[RECORD LIST start]
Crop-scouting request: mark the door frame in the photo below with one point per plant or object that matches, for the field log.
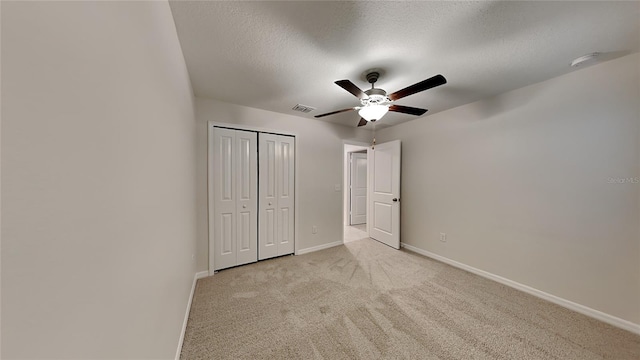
(350, 188)
(345, 180)
(210, 153)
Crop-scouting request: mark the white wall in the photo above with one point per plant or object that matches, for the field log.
(98, 181)
(519, 183)
(320, 159)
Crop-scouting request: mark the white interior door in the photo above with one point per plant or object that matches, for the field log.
(224, 218)
(277, 199)
(358, 189)
(235, 197)
(384, 192)
(247, 197)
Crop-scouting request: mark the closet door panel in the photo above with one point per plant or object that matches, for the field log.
(224, 193)
(285, 194)
(247, 196)
(268, 224)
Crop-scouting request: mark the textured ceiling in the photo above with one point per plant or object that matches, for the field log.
(274, 55)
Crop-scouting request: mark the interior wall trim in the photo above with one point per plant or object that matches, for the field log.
(318, 248)
(596, 314)
(198, 275)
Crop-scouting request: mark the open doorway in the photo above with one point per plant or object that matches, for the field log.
(355, 194)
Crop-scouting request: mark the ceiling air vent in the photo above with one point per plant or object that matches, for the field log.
(303, 108)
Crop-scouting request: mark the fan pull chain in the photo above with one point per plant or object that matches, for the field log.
(373, 142)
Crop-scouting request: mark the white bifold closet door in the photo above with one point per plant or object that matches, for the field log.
(235, 195)
(276, 218)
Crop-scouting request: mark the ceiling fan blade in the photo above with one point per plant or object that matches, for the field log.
(407, 110)
(352, 88)
(421, 86)
(334, 112)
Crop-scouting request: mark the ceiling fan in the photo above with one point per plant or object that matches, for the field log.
(375, 102)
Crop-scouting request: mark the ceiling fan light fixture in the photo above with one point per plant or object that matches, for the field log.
(373, 112)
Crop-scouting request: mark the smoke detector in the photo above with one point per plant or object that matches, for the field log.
(582, 60)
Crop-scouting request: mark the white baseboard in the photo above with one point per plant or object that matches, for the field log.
(319, 247)
(596, 314)
(198, 275)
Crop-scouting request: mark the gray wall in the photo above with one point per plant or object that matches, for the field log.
(520, 183)
(320, 159)
(98, 181)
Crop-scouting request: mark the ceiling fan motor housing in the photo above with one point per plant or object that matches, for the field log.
(375, 96)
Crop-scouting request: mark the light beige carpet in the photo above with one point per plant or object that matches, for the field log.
(365, 300)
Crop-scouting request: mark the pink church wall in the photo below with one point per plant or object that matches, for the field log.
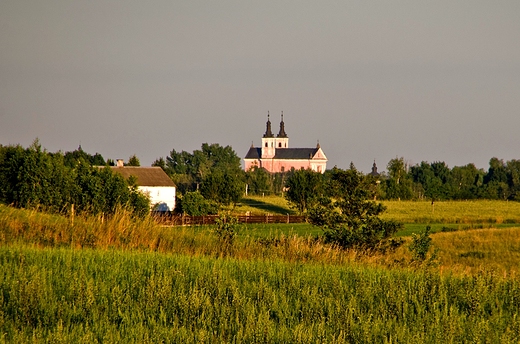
(274, 166)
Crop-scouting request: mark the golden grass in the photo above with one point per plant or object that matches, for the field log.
(466, 212)
(460, 252)
(472, 251)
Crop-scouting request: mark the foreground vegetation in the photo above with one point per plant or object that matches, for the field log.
(67, 295)
(126, 279)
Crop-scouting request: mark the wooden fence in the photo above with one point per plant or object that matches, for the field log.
(169, 219)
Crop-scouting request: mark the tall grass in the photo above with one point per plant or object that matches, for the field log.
(66, 295)
(461, 252)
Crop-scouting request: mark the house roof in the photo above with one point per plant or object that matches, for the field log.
(146, 176)
(284, 153)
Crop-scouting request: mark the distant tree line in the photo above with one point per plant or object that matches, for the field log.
(212, 177)
(34, 178)
(436, 181)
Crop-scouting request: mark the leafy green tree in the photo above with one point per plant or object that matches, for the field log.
(259, 181)
(79, 155)
(193, 203)
(34, 178)
(465, 181)
(223, 186)
(513, 179)
(304, 187)
(398, 184)
(348, 215)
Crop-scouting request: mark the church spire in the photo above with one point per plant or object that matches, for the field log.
(268, 132)
(282, 129)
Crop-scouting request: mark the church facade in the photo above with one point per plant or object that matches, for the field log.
(275, 155)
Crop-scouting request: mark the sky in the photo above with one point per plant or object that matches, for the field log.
(370, 80)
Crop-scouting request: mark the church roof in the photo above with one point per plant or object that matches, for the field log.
(254, 153)
(284, 153)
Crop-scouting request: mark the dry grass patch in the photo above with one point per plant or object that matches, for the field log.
(473, 251)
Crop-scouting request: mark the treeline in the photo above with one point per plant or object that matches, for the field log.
(56, 182)
(437, 181)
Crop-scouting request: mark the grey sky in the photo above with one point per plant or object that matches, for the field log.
(423, 80)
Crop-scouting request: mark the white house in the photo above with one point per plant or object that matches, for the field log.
(153, 182)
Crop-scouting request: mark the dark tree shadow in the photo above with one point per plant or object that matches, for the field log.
(268, 207)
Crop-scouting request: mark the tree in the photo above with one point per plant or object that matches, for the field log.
(304, 187)
(398, 185)
(347, 214)
(223, 186)
(259, 181)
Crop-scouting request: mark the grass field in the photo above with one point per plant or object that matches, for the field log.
(64, 295)
(121, 279)
(445, 212)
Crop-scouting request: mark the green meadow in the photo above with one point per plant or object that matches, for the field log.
(124, 279)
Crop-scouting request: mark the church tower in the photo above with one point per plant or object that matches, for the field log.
(268, 141)
(282, 140)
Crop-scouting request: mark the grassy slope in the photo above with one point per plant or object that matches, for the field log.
(65, 295)
(280, 288)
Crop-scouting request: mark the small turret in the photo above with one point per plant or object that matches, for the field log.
(268, 132)
(282, 133)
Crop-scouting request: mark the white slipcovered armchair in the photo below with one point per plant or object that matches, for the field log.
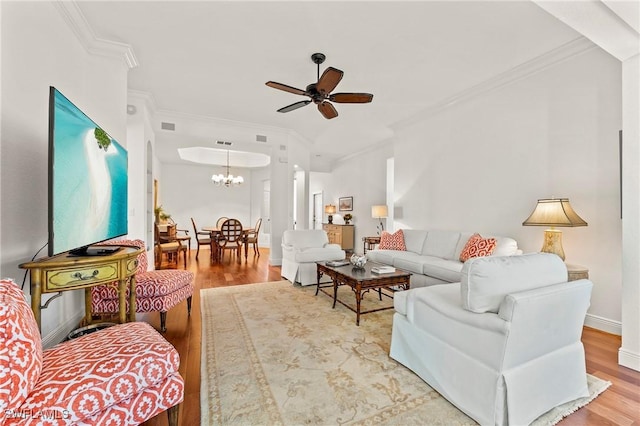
(301, 249)
(504, 344)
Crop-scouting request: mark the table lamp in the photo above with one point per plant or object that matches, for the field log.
(554, 212)
(330, 209)
(378, 212)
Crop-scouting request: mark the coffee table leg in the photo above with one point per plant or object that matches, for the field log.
(358, 299)
(319, 275)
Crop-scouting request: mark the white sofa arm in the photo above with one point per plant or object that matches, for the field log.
(333, 246)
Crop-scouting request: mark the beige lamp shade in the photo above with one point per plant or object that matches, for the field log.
(330, 210)
(554, 212)
(379, 211)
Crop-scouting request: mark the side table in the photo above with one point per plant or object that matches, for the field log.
(370, 243)
(577, 272)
[RECORD LIST end]
> **TASK REQUIREMENTS**: Convert the rows above into a two-column CSV with the headers label_text and points. Each row gets one line, with its wording in one quoted field and all of its coordinates in the other, line breaks replaced by spaces and the pictures left out.

> **EXPECTED OUTPUT**:
label_text,points
"Crop-scouting request: mark the door frame in the photo below with one point per plant or object that matches, for the field log.","(350, 188) (345, 180) (210, 153)"
"Crop-scouting request: mark the white wall in the photo above with one point per plant or object that matches, for the field log.","(98, 181) (519, 183) (320, 159)"
"Crop-scouting request: mark the white interior door in the photo above with one point per plant or object that matches, for the field log.","(224, 218) (277, 199) (358, 189) (235, 197) (384, 192) (247, 197)"
"Crop-scouting request: mark the closet door panel in the photo above with one point per plant or object that matches, for the field log.","(224, 193) (285, 194) (247, 196) (268, 224)"
"Crop-scouting request: mark the textured ceiling in the photo above with one point per plant or object that matches, for the field log.","(274, 55)"
"Crop-scouting request: mark the interior wall trim in the photo above with one point per plant or object that matches, for the field log.","(318, 248) (596, 314) (198, 275)"
"Crop-scouting request: mark the open doorway in the photo above with one point per plant or object that matches, for the field log.","(355, 194)"
"Crop-scouting request: mark the ceiling air vent in the photo above with one point per plant or object that matches, for the field log.","(303, 108)"
"Crop-scouting request: mark the fan pull chain in the photo above with one point per plant or object that matches, for the field log.","(373, 142)"
"Crop-scouting request: mark the white bifold closet door in the photo above with one point per plant or object that matches, for the field log.","(235, 195) (276, 218)"
"Crop-scouting request: mark the ceiling fan blade in the photo above with one point per plant or object that matches, for the field log.","(407, 110) (352, 88) (421, 86) (334, 112)"
"Crop-scouting request: mark the ceiling fan in the photo above with one point per plant or object that matches, for the field log.","(375, 102)"
"Crop-scouting request: mark the ceiling fan light fixture in the photo above with one point per plant or object that matches, for the field log.","(373, 112)"
"Crop-scouting request: mark the smoke detector in the photo above with one point per plant or object that matches, for the field log.","(582, 60)"
"Crop-scouting request: mark the white baseboard in the photo above with one point per plant or object that matches, for the field log.","(319, 247) (596, 314) (198, 275)"
"Crop-scouting request: mark the gray wall in the photo above with one point per plant or object that matches, for the field log.","(520, 183) (320, 159) (98, 181)"
"Crop-scouting request: mark the ceiling fan motor housing in the photo above with one point per plant or object that matches, for the field log.","(375, 96)"
"Crop-scouting request: mark the light beige carpet in the photo above with one point per plant or object that matches, for the field log.","(365, 300)"
"Crop-scouting request: mark the pink church wall in the photo below with one point per plant or object that matches, for the field log.","(274, 166)"
"Crop-scouting request: mark the golden grass in the photo above with one point per plant or object that matches, for the field log.","(466, 212) (460, 252) (472, 251)"
"Crop-scouting request: mark the foreground vegetation in the photo above with one point per plant or object that matches, for the field log.","(67, 295) (126, 279)"
"Crop-scouting request: mark the wooden fence in the photo above with one point per plant or object that matches, for the field log.","(169, 219)"
"Crop-scouting request: mark the tall grass in the photo above with one point per plant or object that matches, for the field log.","(66, 295) (461, 252)"
"Crop-scouting request: mark the house roof in the photo above with one point per plant or object that matches, for the field log.","(146, 176) (284, 153)"
"Crop-scouting request: mark the distant tree line in the photo above with one point per plant or object that matches, for the field log.","(212, 177) (34, 178) (436, 181)"
"Crop-scouting request: mark the leafy green tree in the photo above with one point per plant or object that matches, for the field log.","(259, 181) (79, 155) (193, 203) (34, 178) (465, 181) (223, 186) (513, 179) (304, 187) (398, 184) (348, 215)"
"Crop-scouting request: mark the church spire in the photo above with one point per plant or object that matches, for the field log.","(268, 132) (282, 129)"
"Crop-scouting request: mark the church facade in the photo above with one point per plant or object that matches, for the field log.","(275, 155)"
"Crop-scouting request: mark the sky in the photo above with one point per plant or object that matches, for the field log.","(370, 80)"
"Crop-scouting request: mark the church roof in the photo above with one point per plant or object that matches, for the field log.","(254, 153) (284, 153)"
"Crop-scouting request: mark the dry grass patch in the photo above with one point per plant or object that matches, for the field log.","(473, 251)"
"Crop-scouting request: mark the treeline in the photo above with one point per plant or object that matches, for the field log.","(56, 182) (437, 181)"
"Crop-scouting request: mark the grey sky in the photo above with one point per plant or object that matches, for the field log.","(423, 80)"
"Crop-scouting request: mark the white house in the photo above with one point per plant or object that matches, for the field log.","(153, 182)"
"Crop-scouting request: mark the dark tree shadow in the photo above with one point per plant or object that matches, for the field log.","(268, 207)"
"Crop-scouting request: mark the tree in the photo above with one point per plant or object that matches, for the field log.","(304, 187) (398, 185) (347, 214) (223, 186) (259, 181)"
"Crop-scouting request: mark the grass field in the photo above with one point per plant or object that matches, for the field log.","(64, 295) (121, 279) (445, 212)"
"Crop-scouting request: mark the green meadow in the photo above with one point per plant or object that matches, for the field log.","(124, 279)"
"Crop-scouting request: mark the church tower in the photo above with one point per plant or object that matches, for the field log.","(268, 141) (282, 140)"
"Crop-scouting request: mark the grassy slope in the photo above with one point per plant or object that matches, for the field log.","(65, 295) (280, 288)"
"Crop-scouting request: mark the small turret in the photo above with one point per plant or object that matches, for the field log.","(268, 132) (282, 133)"
"Crop-scouting request: mark the white slipcovered armchair in the photo below with one point per plant or object that matches, for the field log.","(301, 249) (504, 344)"
"Crop-scouting request: mark the table lamp in the photo above with one point per plant or object that matches, for the field log.","(554, 212) (330, 209) (378, 212)"
"Crop-scouting request: mark the coffee table leg in the photo above with one point per plant or object that matches, for the field log.","(358, 299) (319, 275)"
"Crop-scouting request: mark the white sofa arm in the photo above with one point per plant or object that matches, for the field log.","(333, 246)"
"Crop-scouting request: mark the beige lamp shade in the photo above with one point per plant or object that matches, for the field log.","(330, 210) (554, 212) (379, 211)"
"Crop-scouting request: mark the side table in the photo above with one point per plant or object that matches, for the field log.","(370, 243) (577, 272)"